• _DATA EXCERPTS_:

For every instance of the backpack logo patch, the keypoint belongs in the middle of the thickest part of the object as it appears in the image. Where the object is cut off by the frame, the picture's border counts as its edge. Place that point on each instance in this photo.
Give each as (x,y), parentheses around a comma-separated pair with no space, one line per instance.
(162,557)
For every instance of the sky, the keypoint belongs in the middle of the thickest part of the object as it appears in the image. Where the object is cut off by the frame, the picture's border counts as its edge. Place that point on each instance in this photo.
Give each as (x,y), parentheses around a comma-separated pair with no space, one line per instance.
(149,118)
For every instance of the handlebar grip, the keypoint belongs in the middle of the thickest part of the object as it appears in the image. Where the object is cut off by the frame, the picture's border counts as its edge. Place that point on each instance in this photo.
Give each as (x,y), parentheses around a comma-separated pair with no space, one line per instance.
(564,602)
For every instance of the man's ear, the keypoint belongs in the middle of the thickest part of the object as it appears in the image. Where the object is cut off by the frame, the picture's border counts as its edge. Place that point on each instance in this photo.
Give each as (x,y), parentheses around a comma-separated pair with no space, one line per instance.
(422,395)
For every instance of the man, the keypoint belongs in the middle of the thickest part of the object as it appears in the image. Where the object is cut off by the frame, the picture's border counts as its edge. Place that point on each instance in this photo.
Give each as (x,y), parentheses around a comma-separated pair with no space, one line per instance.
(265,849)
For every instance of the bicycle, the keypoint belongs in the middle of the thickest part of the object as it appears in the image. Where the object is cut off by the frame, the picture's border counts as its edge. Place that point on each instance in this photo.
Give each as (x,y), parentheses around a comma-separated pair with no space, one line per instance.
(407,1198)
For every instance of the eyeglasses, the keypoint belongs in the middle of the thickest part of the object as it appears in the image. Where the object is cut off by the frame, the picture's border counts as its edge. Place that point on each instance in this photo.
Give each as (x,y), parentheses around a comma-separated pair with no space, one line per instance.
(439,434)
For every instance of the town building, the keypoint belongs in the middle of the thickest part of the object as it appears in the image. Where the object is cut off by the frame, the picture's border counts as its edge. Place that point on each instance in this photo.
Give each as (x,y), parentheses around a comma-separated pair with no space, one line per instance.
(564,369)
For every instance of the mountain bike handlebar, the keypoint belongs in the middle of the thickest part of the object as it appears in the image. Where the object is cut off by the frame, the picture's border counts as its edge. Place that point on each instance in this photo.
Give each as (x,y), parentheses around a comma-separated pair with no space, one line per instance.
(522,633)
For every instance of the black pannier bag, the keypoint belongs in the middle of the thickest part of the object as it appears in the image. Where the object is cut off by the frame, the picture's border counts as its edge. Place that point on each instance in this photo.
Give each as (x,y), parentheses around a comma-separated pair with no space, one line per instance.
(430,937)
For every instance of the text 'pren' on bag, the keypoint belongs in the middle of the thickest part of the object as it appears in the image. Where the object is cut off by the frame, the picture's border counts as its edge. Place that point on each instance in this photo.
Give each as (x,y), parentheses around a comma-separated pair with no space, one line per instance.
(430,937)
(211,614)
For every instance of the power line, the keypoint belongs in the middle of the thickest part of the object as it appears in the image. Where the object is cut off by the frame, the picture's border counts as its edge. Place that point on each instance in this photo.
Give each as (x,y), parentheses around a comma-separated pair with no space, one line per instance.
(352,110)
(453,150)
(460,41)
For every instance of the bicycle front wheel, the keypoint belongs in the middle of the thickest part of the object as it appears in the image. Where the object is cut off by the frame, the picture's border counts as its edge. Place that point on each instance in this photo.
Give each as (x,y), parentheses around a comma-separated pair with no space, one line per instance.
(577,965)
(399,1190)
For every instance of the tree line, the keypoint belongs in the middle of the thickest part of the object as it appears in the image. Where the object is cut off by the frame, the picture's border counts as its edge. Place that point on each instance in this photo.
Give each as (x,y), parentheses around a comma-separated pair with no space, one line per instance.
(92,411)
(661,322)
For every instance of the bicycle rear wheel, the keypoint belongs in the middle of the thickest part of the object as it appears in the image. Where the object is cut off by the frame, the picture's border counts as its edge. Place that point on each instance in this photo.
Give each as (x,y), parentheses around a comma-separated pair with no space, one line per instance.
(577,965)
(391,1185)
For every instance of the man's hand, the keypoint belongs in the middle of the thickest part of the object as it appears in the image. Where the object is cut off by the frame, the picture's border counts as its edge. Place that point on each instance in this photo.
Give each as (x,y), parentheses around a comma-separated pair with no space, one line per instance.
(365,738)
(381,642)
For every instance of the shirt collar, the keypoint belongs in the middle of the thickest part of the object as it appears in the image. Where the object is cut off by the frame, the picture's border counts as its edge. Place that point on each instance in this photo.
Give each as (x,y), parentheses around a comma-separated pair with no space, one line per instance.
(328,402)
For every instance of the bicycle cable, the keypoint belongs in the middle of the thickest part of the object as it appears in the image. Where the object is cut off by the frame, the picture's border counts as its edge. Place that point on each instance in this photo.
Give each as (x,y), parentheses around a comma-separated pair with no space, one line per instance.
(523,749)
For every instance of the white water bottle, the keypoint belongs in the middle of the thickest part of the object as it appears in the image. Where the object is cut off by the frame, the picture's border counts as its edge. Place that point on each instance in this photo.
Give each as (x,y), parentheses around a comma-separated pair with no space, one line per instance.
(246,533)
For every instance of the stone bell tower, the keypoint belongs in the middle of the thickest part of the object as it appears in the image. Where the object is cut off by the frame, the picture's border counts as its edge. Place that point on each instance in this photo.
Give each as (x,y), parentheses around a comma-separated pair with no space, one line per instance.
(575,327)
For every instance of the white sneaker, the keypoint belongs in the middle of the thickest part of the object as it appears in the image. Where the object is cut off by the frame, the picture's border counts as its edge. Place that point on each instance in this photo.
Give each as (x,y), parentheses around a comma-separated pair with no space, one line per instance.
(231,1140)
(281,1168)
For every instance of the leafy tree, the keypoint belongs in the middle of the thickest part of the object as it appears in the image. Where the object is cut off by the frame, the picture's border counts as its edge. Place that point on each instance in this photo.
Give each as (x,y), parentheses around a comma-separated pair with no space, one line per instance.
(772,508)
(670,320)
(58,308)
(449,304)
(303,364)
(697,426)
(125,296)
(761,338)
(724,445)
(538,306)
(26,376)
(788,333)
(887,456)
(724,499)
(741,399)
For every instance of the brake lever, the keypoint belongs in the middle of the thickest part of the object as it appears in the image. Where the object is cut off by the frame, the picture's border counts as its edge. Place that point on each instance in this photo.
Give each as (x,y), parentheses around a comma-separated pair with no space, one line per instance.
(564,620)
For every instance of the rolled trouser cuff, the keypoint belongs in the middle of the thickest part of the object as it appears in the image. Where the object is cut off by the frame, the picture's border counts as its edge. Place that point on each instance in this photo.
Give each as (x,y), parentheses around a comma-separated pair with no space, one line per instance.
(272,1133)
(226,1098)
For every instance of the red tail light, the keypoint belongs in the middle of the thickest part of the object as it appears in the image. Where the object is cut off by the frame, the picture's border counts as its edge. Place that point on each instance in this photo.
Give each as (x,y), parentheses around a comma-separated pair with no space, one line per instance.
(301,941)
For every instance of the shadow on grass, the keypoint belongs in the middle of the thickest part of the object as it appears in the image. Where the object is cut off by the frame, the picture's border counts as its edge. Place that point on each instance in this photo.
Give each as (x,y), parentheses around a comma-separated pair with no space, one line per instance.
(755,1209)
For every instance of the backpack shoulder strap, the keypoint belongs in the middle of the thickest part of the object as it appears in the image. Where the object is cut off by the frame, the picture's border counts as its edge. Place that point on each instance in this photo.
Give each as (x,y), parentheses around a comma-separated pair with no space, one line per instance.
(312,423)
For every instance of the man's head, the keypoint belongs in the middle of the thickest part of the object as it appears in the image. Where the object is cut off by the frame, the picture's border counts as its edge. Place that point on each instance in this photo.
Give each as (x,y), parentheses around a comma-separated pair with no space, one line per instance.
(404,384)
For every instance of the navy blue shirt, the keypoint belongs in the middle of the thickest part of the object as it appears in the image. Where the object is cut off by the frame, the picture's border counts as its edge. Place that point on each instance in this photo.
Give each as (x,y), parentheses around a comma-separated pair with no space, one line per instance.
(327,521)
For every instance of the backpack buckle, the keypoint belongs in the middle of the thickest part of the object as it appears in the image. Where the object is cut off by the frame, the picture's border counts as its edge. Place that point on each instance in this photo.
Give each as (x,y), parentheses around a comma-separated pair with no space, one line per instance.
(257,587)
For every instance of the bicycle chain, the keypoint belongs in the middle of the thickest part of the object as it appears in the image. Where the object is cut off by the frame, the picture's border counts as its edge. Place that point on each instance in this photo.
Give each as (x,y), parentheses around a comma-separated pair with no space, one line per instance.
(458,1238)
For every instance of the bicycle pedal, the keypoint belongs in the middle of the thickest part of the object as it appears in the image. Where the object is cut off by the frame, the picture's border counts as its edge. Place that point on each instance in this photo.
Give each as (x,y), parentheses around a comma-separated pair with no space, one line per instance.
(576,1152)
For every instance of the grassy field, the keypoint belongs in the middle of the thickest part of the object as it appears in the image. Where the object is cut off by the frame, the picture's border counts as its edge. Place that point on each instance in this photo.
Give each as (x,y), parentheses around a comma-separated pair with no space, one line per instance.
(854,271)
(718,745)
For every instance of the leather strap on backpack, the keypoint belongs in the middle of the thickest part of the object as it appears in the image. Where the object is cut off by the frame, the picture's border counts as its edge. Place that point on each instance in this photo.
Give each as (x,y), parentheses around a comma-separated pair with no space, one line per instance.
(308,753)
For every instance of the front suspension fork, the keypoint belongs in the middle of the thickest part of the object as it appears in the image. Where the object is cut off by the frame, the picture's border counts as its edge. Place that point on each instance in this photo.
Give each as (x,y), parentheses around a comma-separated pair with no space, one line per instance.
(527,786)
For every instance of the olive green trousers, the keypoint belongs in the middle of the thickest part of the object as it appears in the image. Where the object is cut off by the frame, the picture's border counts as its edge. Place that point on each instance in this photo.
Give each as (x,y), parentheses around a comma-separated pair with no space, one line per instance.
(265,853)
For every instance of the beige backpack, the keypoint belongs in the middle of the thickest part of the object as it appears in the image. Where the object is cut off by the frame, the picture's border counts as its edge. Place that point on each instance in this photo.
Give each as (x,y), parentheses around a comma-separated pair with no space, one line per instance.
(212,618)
...
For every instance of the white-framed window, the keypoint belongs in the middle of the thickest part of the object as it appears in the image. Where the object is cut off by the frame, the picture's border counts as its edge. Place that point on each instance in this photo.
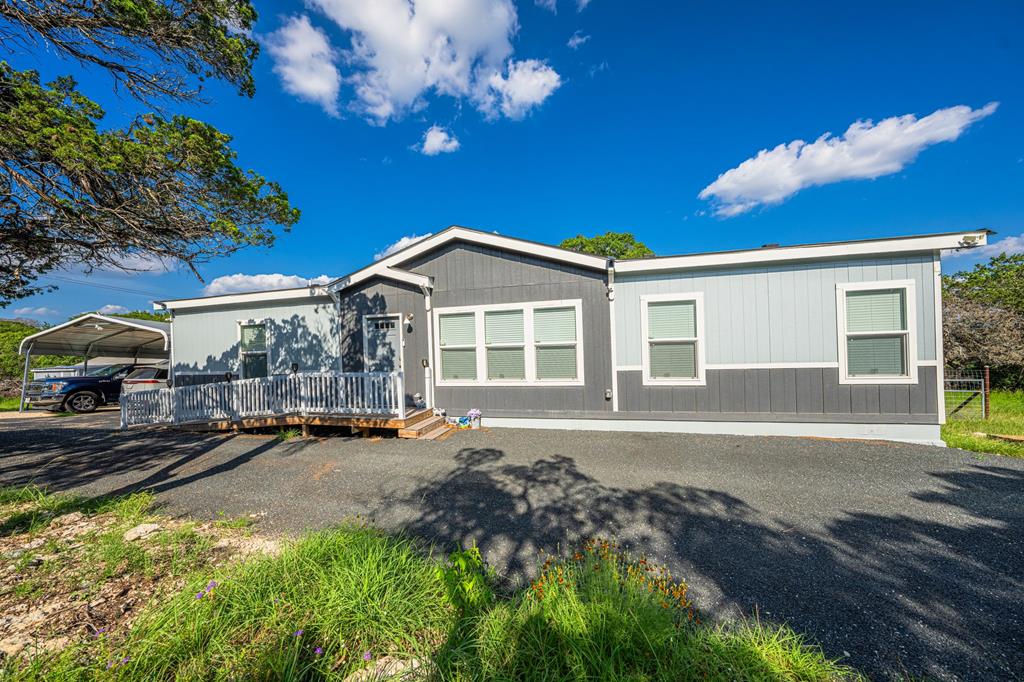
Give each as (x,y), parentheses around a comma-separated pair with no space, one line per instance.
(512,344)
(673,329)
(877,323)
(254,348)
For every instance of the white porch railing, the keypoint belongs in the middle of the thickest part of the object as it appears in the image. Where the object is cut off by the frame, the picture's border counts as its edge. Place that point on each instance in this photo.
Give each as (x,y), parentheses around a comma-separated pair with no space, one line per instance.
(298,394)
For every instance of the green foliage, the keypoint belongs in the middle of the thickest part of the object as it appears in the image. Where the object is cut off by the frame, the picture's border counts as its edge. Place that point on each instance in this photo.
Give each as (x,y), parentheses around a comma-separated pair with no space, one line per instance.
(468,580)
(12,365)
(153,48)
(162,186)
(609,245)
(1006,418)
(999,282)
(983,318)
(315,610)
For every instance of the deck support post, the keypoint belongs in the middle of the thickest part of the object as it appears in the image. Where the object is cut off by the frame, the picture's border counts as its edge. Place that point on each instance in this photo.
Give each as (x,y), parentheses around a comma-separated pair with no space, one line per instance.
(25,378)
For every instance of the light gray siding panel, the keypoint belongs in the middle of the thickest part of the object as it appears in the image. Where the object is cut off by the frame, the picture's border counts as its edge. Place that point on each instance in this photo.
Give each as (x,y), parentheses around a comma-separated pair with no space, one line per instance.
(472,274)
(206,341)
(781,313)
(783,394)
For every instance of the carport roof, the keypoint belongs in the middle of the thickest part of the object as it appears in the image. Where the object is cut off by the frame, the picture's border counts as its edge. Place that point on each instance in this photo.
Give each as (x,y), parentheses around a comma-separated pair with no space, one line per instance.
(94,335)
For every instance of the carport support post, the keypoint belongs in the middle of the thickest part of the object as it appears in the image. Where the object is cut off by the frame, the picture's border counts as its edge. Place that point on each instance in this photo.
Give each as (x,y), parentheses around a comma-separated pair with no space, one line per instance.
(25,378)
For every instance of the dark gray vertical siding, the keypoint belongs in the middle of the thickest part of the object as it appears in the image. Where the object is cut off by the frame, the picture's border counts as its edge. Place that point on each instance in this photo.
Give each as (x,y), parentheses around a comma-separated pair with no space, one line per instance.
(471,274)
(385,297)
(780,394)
* * *
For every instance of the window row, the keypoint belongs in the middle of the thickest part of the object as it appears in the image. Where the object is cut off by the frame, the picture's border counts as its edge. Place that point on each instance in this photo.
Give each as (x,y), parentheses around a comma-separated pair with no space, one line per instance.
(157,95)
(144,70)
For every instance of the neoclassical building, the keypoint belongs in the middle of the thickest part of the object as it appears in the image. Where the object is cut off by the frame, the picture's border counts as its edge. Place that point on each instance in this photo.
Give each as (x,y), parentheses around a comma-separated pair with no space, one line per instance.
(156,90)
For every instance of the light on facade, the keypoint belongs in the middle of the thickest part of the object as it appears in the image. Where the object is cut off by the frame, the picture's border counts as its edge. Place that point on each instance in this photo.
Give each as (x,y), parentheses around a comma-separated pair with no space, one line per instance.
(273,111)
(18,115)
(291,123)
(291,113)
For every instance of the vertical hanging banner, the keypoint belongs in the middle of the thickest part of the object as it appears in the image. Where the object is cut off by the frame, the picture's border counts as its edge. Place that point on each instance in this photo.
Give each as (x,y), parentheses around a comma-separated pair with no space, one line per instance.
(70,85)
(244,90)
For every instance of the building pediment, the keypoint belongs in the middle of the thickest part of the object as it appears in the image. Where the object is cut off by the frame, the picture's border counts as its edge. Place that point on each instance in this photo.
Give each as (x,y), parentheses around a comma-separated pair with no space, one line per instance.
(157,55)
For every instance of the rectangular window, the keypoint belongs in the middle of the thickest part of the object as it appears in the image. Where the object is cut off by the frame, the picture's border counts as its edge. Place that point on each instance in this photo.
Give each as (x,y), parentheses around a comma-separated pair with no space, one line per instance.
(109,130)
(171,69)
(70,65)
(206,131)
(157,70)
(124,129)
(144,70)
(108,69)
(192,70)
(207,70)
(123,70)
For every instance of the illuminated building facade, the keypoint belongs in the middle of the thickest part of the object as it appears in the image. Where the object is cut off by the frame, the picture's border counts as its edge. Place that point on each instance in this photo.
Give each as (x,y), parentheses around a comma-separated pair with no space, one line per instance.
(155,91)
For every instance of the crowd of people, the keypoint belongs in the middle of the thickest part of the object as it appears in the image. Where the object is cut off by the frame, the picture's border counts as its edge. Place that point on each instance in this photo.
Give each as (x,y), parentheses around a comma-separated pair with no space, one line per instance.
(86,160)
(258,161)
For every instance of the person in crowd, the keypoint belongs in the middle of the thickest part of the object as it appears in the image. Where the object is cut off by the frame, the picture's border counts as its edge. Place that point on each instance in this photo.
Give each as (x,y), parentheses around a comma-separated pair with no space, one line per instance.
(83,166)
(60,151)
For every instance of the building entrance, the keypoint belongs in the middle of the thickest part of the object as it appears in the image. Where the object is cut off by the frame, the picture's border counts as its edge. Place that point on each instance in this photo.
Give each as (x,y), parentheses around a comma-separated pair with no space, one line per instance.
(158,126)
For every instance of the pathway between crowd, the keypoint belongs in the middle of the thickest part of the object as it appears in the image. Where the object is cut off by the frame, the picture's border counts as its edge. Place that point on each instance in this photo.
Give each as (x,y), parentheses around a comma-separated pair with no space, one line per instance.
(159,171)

• _INSTRUCTION_:
Pick out every line in the material above that contains the word "post", and copy each one in full.

• _ANSWER_:
For every instance of the deck support post, the keypoint belongs in the middle of the thickest part of the object as it appears in the image. Where the object is cut off by the frame, the picture's border counts as its edge. Place that point on each instance in this photo.
For every instance of the carport support post, the keypoint belongs in the middle of the thickest part of the object as it appears in the image. Where the object is cut off by the frame, the picture's border counts as its edge. Place that point on each instance in this photo.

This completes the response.